____ Records

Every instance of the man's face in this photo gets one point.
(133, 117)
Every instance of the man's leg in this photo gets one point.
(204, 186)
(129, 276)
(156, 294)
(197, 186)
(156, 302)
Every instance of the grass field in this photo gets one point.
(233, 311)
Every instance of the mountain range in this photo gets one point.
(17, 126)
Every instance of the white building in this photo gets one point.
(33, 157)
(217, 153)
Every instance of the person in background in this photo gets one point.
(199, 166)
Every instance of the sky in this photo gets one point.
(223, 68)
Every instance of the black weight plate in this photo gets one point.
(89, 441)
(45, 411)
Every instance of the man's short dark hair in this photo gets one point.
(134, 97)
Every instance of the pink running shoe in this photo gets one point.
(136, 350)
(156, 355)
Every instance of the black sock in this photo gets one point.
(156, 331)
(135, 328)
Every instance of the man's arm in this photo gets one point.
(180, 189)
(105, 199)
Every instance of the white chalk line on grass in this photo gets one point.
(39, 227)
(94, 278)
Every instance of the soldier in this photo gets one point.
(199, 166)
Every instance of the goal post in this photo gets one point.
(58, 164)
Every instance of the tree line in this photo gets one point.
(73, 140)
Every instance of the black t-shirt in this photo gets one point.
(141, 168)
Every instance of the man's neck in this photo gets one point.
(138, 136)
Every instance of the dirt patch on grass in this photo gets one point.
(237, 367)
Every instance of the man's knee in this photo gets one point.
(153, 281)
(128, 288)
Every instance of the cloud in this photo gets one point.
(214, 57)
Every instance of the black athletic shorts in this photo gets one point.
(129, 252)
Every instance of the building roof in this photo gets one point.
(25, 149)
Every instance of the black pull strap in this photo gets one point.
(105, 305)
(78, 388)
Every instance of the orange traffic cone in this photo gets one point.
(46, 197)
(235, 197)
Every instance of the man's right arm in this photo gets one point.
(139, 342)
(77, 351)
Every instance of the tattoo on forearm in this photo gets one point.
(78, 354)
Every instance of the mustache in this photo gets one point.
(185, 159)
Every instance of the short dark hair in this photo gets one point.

________

• _Exercise prompt_:
The records shown above must be returned in full, exactly as written.

• _Response to this exercise_:
Every instance of the man's face in this photo gets one point.
(133, 117)
Every instance of the man's leg in this photo gets one point.
(204, 186)
(129, 276)
(156, 294)
(197, 186)
(156, 302)
Every instance of the grass field in this photo gets one point.
(233, 311)
Every instance of the mountain range in this photo gets one point.
(17, 126)
Every instance of the white building in this photo gets one point.
(33, 157)
(217, 153)
Every instance of the person in background in this photo gets one point.
(199, 166)
Every instance of the sky in this photo gets one point.
(223, 68)
Every instance of the black weight plate in this photo gets one point.
(89, 441)
(45, 411)
Every instance of the man's short dark hair in this photo gets one point.
(134, 97)
Every instance of the pink running shoe in this photo gets one point.
(136, 350)
(156, 355)
Every instance of the black sock in this photo gets one point.
(156, 331)
(135, 328)
Every instance of the man's arm in this photo gets one point.
(180, 189)
(105, 199)
Every instance of the white chalk line on grass in this photo gets one point.
(39, 227)
(94, 278)
Every instance of the soldier in this photo gets one point.
(199, 166)
Every instance of the goal post in this photo gets one point.
(58, 164)
Every instance of the tree line in this photo gets one point.
(73, 140)
Every instance of the black t-shirt in this photo gets one point.
(141, 168)
Every instance of the man's neck in this photo gets one point.
(138, 136)
Every instance of the dirt patch on grass in this photo gets one point.
(237, 367)
Every instance of the man's knee in this photo gets one point.
(153, 281)
(128, 288)
Every instance of the cloud in this photo gets one point.
(214, 57)
Every instance of the black athletic shorts in this photo gets one point.
(129, 252)
Every instance of the building roof in this photo gets one point.
(25, 149)
Every instance of the black pull strap in this photo gets one point.
(105, 305)
(78, 388)
Every instance of the orange traffic cone in this photo gets one point.
(46, 197)
(235, 197)
Every instance of the man's right arm in this photo gets one point.
(139, 342)
(77, 351)
Every instance of the tattoo on forearm in this photo gets one point.
(78, 354)
Every instance of the mustache in this photo gets one point.
(185, 159)
Every instance of the short dark hair in this photo gets one point.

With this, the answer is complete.